Goal of the exercise: Convert the entries below into a numbered list, omitting any blank lines.

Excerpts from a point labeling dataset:
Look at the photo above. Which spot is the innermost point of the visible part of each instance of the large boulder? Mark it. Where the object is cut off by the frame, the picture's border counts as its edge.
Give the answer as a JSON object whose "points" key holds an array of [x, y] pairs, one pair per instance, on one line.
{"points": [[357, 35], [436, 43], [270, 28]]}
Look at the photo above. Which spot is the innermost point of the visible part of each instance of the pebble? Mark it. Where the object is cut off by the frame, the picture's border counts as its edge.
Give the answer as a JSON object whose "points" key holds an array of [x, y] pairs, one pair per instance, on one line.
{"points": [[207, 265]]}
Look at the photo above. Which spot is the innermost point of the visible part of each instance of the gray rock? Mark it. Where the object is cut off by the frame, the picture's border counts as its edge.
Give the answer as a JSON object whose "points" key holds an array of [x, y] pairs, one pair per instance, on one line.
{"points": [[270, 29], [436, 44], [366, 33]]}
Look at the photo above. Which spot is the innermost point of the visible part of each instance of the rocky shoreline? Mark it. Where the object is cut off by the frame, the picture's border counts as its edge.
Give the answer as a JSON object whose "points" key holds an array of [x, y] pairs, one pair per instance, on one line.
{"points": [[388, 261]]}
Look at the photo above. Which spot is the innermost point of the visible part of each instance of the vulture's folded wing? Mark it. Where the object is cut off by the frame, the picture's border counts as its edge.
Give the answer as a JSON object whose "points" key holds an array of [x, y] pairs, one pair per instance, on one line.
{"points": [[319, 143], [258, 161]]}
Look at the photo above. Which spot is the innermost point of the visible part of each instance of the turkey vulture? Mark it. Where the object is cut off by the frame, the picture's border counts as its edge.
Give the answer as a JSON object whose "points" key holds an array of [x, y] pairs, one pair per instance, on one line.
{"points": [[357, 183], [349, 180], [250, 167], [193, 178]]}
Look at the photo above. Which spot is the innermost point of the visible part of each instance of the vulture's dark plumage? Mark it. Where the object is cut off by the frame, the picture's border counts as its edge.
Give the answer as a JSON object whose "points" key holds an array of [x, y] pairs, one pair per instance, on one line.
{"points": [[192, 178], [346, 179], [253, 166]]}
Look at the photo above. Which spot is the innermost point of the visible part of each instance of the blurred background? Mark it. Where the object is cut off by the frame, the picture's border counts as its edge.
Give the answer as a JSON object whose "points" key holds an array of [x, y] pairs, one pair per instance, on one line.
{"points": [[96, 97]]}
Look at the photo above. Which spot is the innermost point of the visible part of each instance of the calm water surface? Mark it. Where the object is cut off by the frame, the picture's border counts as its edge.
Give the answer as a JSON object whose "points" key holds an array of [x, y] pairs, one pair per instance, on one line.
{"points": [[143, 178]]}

Response for this exercise:
1. Look at the photo above. Which spot is the innermost point of the visible part of each instance of the large boulder? Mark it. Where the object is cut off by the frame, the picture's border counts as its edge.
2. Give the answer as a JSON object whose "points" key holds an array of [x, y] pairs, one pair per instance, on one line.
3. {"points": [[357, 35], [436, 43], [270, 28]]}
4. Look at the photo above. Which spot is the innermost point of the visible part of each instance of the pebble? Mark it. Where the object is cut off by the frame, the picture's border counts as its edge.
5. Give the answer as a JSON object whose "points" key holds an array of [x, y] pairs, one pair per instance, on one line.
6. {"points": [[207, 265]]}
7. Look at the photo above. Which spot is the innermost point of the visible part of each instance of the gray rock? Mark it. Where the object is cut off by the frame, the picture's border counts as its edge.
8. Give the answer as a JSON object whose "points" key holds an array of [x, y] pairs, one pair per instance, on one line.
9. {"points": [[270, 29], [436, 44], [366, 33]]}
10. Look at the photo above. Which spot is the innermost point of the visible part of each instance of the rocky shoreline? Mark it. Where the object is cut off by the frame, the picture's border counts as its edge.
11. Give the answer as a JSON object whose "points" key holds an array of [x, y] pairs, one pair per instance, on one line.
12. {"points": [[388, 261]]}
13. Look at the photo above. Which spot is the innermost point of the visible part of each instance of the vulture's folded wing? Mark it. Where the object is cut off by the frame, the picture's border counts as its edge.
14. Give the answer as a JSON object whose "points" key holds an array of [x, y] pairs, one pair per instance, on one line.
15. {"points": [[319, 143], [258, 161]]}
16. Look at the photo above. Which spot is the innermost point of the visible part of each instance of the turkey vulture? Mark it. Where the object is cut off by the frame, the picture's border counts as its edge.
17. Give the answer as a JSON object whose "points" key holds an array of [x, y] pairs, one pair per instance, on one line.
18. {"points": [[357, 183], [349, 180], [250, 167], [193, 178]]}
19. Look at the photo above. Which spot is the innermost point of the visible part of each instance of the vulture's dark plumage? Mark it. Where the object is cut off by the frame, the picture's border counts as its edge.
20. Give the answer as a JSON object whose "points" key holds an array of [x, y] pairs, one pair per instance, on one line.
21. {"points": [[192, 178], [346, 179], [253, 166]]}
22. Look at the photo above. Which spot is the innermost point of the visible part of each instance of the blurred background? Mark it. Where the object is cut off by the frame, the picture's border counts as its edge.
23. Give the answer as a JSON object whose "points" key holds an array of [x, y] pairs, one pair per instance, on one line.
24. {"points": [[96, 97]]}
25. Look at the photo above. Which spot is the innermost point of the visible part of each instance of the calm water surface? Mark it. Where the object is cut off by the frame, the picture's border counts as its edge.
26. Give the answer as a JSON object whose "points" key holds an array of [x, y] pairs, one pair per instance, on one line.
27. {"points": [[143, 178]]}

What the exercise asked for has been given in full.